WORK REQUIRED >> Your task is to copy each line of the material that holds the word "sleeve".

((

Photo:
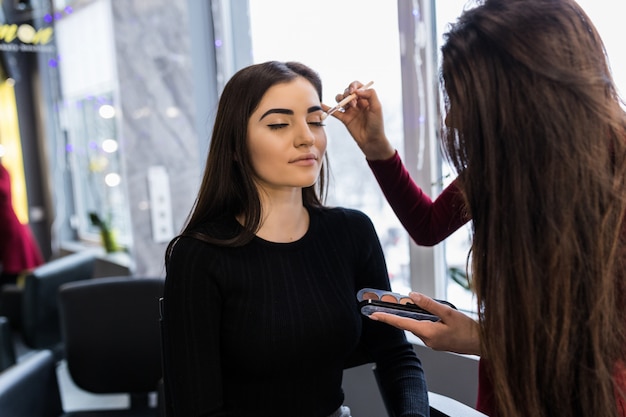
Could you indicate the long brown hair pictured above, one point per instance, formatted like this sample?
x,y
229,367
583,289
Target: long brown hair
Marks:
x,y
227,188
536,132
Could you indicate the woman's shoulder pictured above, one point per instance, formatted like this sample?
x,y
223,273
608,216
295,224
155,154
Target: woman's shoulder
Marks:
x,y
342,215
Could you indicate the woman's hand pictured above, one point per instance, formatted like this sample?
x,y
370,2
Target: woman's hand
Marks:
x,y
364,119
455,332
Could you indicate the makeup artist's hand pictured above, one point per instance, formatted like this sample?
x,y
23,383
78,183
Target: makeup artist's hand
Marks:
x,y
364,119
455,332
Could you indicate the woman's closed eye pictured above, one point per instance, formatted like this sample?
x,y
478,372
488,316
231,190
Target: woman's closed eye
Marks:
x,y
276,126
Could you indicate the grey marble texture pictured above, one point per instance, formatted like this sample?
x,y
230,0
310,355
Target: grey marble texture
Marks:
x,y
152,51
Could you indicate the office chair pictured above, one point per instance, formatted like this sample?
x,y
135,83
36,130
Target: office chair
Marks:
x,y
30,387
110,329
39,310
7,347
440,405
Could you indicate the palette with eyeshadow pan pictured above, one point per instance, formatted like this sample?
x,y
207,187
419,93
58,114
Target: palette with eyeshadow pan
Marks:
x,y
372,300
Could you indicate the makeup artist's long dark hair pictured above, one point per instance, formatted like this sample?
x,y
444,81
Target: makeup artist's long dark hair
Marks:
x,y
538,135
228,187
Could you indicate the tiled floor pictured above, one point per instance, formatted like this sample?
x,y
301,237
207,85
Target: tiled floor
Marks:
x,y
73,398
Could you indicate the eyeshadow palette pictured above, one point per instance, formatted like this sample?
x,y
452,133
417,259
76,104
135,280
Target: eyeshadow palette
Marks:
x,y
372,300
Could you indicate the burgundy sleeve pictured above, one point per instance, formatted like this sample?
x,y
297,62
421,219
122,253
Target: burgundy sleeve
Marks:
x,y
427,222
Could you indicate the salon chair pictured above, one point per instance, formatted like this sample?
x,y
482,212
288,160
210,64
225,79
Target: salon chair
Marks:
x,y
440,405
7,346
110,330
30,388
40,313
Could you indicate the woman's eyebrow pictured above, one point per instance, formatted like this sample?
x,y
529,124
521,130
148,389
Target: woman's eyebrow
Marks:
x,y
289,112
280,111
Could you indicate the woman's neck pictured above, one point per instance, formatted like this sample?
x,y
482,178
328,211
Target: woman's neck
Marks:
x,y
284,218
284,223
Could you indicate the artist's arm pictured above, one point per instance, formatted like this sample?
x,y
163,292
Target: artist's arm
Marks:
x,y
398,367
455,332
427,222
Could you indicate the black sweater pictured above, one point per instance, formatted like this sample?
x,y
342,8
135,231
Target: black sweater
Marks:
x,y
265,329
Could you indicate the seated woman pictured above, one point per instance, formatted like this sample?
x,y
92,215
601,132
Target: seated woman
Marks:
x,y
260,307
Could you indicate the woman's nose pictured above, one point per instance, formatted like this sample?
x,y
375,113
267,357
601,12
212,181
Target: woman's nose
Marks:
x,y
304,136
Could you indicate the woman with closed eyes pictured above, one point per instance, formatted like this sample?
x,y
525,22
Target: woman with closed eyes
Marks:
x,y
260,309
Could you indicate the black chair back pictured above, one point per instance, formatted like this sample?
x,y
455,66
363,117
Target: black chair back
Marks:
x,y
111,333
30,387
40,313
7,345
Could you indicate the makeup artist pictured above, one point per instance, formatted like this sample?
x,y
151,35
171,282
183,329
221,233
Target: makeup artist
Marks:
x,y
260,310
537,131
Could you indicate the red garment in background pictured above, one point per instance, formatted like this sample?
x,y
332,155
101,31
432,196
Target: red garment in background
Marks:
x,y
18,249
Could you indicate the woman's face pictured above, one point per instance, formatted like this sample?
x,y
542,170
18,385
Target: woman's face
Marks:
x,y
286,137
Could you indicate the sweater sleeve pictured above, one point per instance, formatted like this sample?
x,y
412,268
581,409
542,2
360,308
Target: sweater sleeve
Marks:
x,y
191,317
427,222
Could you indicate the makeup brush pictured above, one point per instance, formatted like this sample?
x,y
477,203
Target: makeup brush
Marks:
x,y
345,101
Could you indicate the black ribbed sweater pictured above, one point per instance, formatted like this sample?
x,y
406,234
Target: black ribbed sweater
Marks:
x,y
265,329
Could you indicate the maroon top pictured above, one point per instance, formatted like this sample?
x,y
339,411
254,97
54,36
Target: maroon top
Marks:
x,y
18,249
428,223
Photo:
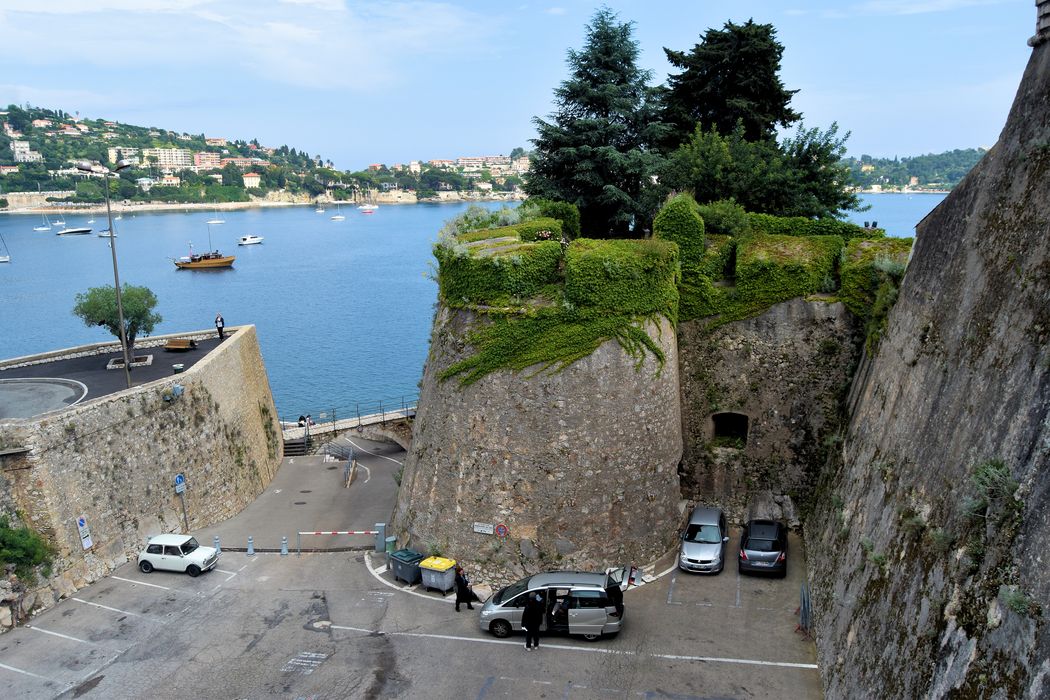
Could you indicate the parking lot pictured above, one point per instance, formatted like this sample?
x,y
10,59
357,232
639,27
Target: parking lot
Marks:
x,y
334,624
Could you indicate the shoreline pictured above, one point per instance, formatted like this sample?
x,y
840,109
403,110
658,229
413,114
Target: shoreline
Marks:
x,y
223,206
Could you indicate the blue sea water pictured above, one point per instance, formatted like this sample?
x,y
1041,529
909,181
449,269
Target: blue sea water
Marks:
x,y
342,309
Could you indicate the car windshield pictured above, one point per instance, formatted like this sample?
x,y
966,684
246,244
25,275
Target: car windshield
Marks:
x,y
706,534
756,545
510,591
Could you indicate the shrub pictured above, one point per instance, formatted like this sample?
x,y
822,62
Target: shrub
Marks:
x,y
25,549
725,217
800,226
567,213
540,229
636,277
678,223
519,271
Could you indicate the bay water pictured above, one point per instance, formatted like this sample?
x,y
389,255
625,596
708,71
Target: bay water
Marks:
x,y
342,309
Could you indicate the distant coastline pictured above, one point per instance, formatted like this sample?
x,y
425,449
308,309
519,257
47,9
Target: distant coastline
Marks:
x,y
132,207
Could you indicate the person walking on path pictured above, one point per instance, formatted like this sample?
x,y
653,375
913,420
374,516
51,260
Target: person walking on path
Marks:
x,y
531,619
462,589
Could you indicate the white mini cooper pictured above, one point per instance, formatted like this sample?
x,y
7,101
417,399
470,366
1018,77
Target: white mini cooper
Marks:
x,y
176,553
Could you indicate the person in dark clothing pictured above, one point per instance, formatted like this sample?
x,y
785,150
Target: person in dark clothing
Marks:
x,y
531,619
462,590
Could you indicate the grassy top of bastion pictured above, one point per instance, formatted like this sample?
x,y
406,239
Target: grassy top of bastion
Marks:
x,y
548,298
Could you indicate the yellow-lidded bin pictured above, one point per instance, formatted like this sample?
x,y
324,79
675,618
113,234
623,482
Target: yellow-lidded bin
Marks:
x,y
438,573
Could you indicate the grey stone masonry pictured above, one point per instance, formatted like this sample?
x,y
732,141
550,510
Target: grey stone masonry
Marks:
x,y
580,465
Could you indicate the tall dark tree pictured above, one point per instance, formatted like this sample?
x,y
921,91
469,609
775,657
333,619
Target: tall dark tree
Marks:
x,y
595,151
732,75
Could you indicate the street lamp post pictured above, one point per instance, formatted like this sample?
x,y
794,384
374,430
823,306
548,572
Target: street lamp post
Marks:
x,y
106,172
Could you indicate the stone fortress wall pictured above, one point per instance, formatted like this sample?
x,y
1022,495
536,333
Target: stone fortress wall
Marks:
x,y
580,465
112,461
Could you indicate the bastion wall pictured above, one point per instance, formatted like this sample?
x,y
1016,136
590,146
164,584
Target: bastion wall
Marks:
x,y
112,461
580,464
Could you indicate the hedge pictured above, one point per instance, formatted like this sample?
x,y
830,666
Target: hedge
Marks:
x,y
800,226
634,277
865,266
774,269
678,223
485,279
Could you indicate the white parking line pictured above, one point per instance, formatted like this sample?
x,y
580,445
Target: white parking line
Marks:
x,y
131,580
58,634
383,457
24,673
116,610
586,650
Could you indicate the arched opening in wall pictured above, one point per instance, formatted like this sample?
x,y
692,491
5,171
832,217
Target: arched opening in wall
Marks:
x,y
729,429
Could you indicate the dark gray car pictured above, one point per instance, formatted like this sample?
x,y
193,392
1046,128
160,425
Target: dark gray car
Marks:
x,y
763,548
704,542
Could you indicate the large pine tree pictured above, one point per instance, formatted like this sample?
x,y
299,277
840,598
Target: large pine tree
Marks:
x,y
732,75
594,151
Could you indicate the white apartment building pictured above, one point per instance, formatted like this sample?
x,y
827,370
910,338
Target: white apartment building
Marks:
x,y
169,160
23,153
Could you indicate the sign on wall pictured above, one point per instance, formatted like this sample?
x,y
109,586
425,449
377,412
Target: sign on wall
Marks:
x,y
85,532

))

SOLUTION TO THIS TASK >>
Could you indicate the burgundy sleeve pictured above, one point per instance, formatted like this sample?
Target: burgundy sleeve
Could you indicate the sweater sleeve pictured above, one point per instance, formatted like this sample?
Target: sweater sleeve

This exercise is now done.